>> START ENTRIES

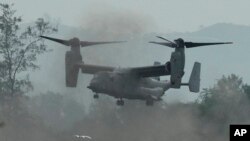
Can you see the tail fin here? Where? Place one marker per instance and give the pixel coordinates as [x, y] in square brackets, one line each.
[194, 81]
[156, 63]
[71, 58]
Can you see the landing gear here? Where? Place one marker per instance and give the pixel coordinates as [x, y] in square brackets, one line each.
[120, 102]
[96, 96]
[150, 102]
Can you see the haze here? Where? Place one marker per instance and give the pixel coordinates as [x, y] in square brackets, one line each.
[164, 15]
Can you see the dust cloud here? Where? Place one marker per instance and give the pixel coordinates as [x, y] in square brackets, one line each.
[58, 117]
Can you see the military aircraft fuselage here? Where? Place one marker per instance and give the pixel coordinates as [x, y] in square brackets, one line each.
[123, 84]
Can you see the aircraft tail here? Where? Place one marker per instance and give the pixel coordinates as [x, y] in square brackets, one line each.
[156, 63]
[194, 80]
[71, 58]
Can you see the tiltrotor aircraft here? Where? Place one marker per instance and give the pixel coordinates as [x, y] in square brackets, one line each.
[141, 83]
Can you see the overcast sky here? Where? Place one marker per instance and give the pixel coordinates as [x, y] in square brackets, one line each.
[160, 15]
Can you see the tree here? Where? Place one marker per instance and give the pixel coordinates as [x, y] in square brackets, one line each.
[19, 49]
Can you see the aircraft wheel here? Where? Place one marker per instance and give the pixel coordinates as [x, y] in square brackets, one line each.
[96, 96]
[150, 102]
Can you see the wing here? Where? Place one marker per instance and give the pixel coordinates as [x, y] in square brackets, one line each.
[150, 71]
[92, 69]
[147, 71]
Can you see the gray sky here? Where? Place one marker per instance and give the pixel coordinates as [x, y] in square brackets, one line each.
[161, 15]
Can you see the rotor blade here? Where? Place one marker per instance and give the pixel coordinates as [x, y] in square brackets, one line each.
[165, 39]
[86, 43]
[64, 42]
[164, 44]
[191, 44]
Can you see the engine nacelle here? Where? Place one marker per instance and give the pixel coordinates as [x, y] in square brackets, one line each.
[71, 58]
[177, 63]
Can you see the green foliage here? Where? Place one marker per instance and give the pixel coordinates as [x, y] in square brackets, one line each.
[19, 50]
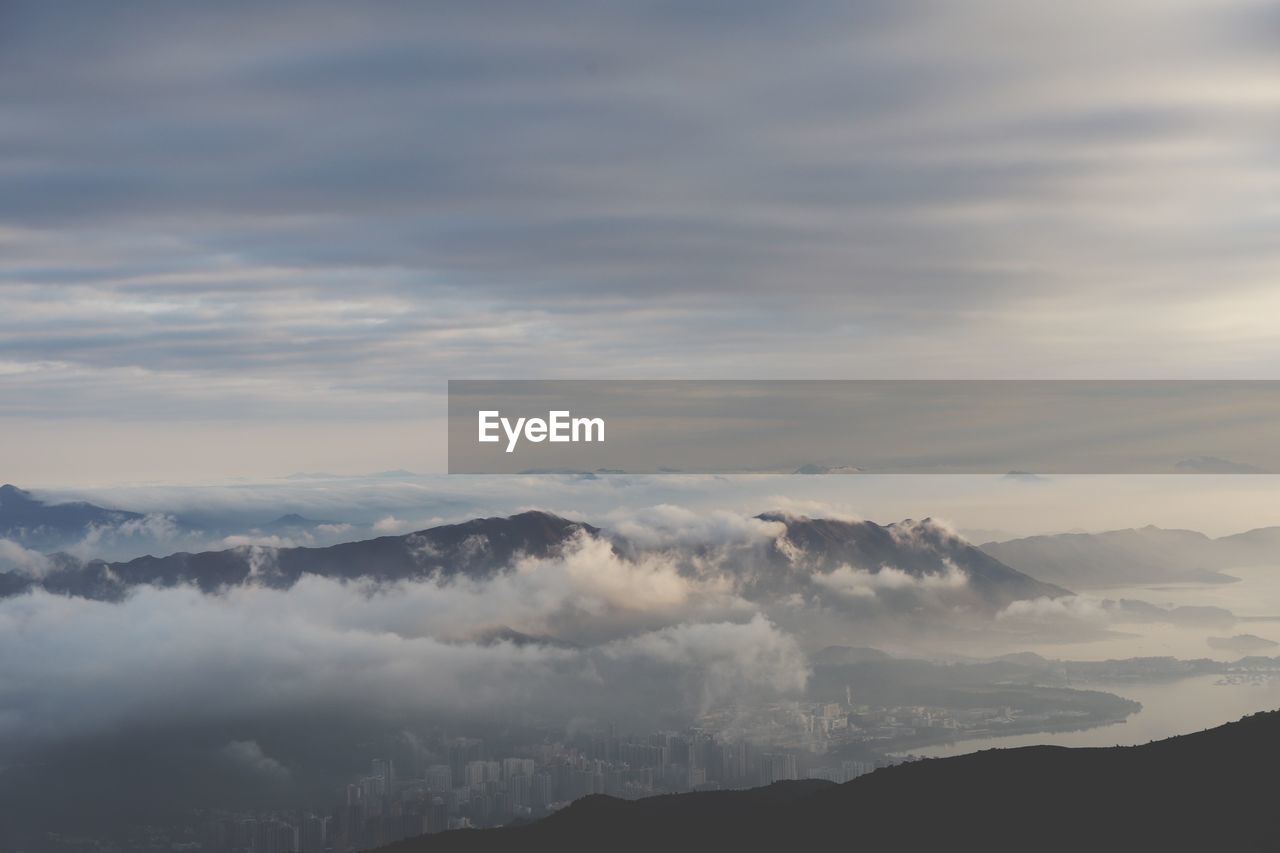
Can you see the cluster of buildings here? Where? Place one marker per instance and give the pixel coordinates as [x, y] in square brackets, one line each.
[466, 785]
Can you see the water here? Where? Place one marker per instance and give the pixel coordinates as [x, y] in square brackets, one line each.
[1168, 710]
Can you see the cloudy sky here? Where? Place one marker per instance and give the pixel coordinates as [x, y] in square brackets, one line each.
[252, 238]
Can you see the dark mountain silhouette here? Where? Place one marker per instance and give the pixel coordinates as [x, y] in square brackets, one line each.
[1143, 555]
[40, 527]
[918, 548]
[478, 548]
[1211, 790]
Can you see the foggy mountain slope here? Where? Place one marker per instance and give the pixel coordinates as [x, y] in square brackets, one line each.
[1142, 555]
[478, 548]
[39, 525]
[918, 548]
[1207, 790]
[904, 565]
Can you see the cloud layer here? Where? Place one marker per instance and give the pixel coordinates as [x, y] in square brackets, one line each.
[356, 200]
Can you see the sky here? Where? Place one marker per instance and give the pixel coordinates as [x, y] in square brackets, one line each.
[243, 240]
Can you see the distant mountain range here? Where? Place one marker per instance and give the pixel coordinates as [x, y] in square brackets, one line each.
[1211, 790]
[809, 557]
[1137, 556]
[918, 548]
[476, 548]
[39, 525]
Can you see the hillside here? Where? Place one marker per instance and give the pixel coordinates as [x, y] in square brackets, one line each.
[1208, 790]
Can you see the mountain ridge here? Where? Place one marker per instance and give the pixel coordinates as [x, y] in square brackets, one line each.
[1205, 790]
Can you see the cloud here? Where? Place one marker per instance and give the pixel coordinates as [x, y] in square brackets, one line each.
[14, 557]
[859, 583]
[668, 525]
[621, 638]
[247, 755]
[629, 191]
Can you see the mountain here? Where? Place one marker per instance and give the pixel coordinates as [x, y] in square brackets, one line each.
[42, 527]
[920, 550]
[1211, 790]
[478, 548]
[900, 565]
[1137, 556]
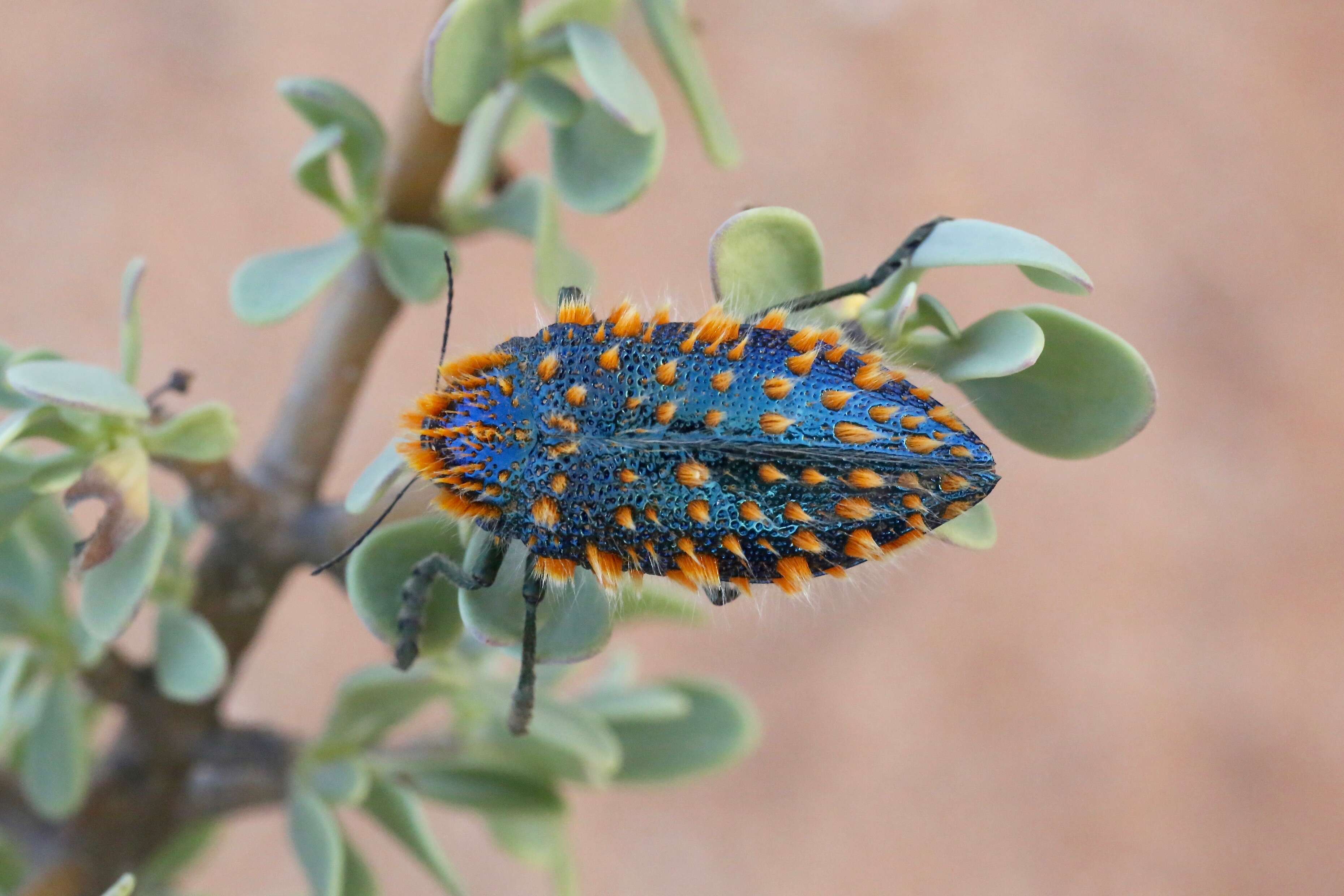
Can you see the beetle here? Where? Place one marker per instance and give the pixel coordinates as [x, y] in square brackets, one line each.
[720, 453]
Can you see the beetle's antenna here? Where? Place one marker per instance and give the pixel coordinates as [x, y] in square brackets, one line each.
[368, 532]
[448, 319]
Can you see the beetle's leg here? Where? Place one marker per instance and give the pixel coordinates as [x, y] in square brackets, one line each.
[722, 593]
[525, 695]
[480, 566]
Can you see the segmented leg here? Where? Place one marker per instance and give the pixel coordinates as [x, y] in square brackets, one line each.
[525, 695]
[479, 569]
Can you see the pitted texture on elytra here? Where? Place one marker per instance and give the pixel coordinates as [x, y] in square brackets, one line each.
[697, 416]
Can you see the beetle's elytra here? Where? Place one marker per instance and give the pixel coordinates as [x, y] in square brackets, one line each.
[716, 453]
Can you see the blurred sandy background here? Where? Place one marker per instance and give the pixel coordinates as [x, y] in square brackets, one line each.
[1139, 691]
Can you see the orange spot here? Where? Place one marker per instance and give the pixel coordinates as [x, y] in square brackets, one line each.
[698, 511]
[795, 574]
[546, 512]
[804, 339]
[605, 566]
[854, 434]
[862, 546]
[806, 540]
[549, 367]
[626, 320]
[802, 365]
[865, 479]
[854, 510]
[882, 413]
[733, 546]
[953, 483]
[835, 399]
[871, 377]
[555, 570]
[955, 510]
[693, 475]
[921, 444]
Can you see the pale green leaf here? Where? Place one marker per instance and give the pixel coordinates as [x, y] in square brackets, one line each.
[471, 50]
[600, 166]
[271, 288]
[972, 530]
[615, 80]
[763, 257]
[677, 42]
[411, 261]
[1086, 394]
[80, 386]
[54, 758]
[318, 841]
[967, 241]
[203, 434]
[190, 660]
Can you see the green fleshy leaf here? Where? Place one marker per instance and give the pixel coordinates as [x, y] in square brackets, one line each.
[203, 434]
[113, 590]
[271, 288]
[125, 886]
[573, 622]
[554, 100]
[401, 815]
[555, 265]
[131, 332]
[54, 758]
[967, 241]
[1086, 394]
[411, 260]
[80, 386]
[648, 703]
[190, 660]
[720, 730]
[763, 257]
[318, 841]
[381, 566]
[358, 880]
[370, 703]
[999, 344]
[375, 479]
[480, 144]
[486, 789]
[312, 166]
[551, 14]
[616, 82]
[326, 103]
[342, 781]
[600, 166]
[471, 50]
[972, 530]
[677, 42]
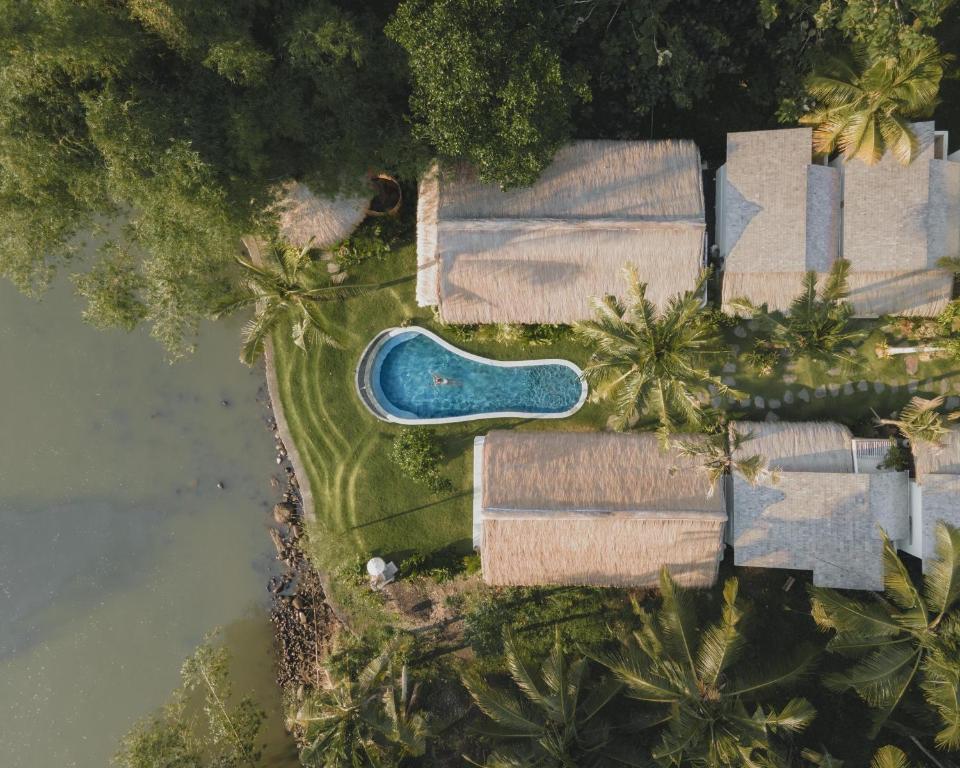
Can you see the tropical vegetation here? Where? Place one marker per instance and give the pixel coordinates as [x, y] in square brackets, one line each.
[653, 360]
[222, 732]
[715, 706]
[863, 105]
[819, 323]
[718, 454]
[551, 716]
[905, 634]
[920, 421]
[367, 720]
[285, 290]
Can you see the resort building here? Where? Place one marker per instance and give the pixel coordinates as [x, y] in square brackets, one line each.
[824, 511]
[539, 254]
[592, 508]
[936, 493]
[781, 212]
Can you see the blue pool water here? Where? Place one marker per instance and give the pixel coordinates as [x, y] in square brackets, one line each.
[403, 382]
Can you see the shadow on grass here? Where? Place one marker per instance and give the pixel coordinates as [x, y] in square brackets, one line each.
[411, 510]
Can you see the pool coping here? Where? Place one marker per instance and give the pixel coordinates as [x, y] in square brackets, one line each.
[365, 390]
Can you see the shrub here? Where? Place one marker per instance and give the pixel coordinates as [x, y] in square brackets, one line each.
[414, 564]
[416, 452]
[471, 564]
[897, 458]
[762, 358]
[374, 239]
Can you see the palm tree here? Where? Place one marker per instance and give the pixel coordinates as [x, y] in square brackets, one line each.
[555, 720]
[920, 421]
[885, 757]
[287, 288]
[653, 361]
[371, 721]
[864, 106]
[691, 677]
[901, 633]
[715, 451]
[818, 323]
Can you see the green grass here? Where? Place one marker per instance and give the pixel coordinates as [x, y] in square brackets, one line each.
[855, 410]
[365, 506]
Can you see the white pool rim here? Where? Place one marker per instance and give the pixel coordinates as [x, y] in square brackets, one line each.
[367, 393]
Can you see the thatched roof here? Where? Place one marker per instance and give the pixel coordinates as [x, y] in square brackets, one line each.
[779, 214]
[819, 516]
[540, 253]
[304, 215]
[594, 508]
[944, 459]
[801, 446]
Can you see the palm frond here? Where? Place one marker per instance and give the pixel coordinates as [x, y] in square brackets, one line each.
[721, 644]
[889, 757]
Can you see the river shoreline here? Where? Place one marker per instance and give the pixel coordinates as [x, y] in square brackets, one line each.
[303, 618]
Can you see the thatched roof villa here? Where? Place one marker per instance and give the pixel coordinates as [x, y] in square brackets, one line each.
[538, 254]
[937, 491]
[821, 514]
[781, 212]
[305, 217]
[592, 508]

>> END ENTRIES

→ GIVEN PROBLEM:
Copy out the rows above word for word, from the line containing "Can you see the blurred" through the line containing "[1139, 691]".

→ EXPECTED ANSWER:
Can you see the blurred sandy background here? Where? Place one marker per instance and give the pixel coordinates as [x, y] in square brackets, one line each.
[1139, 691]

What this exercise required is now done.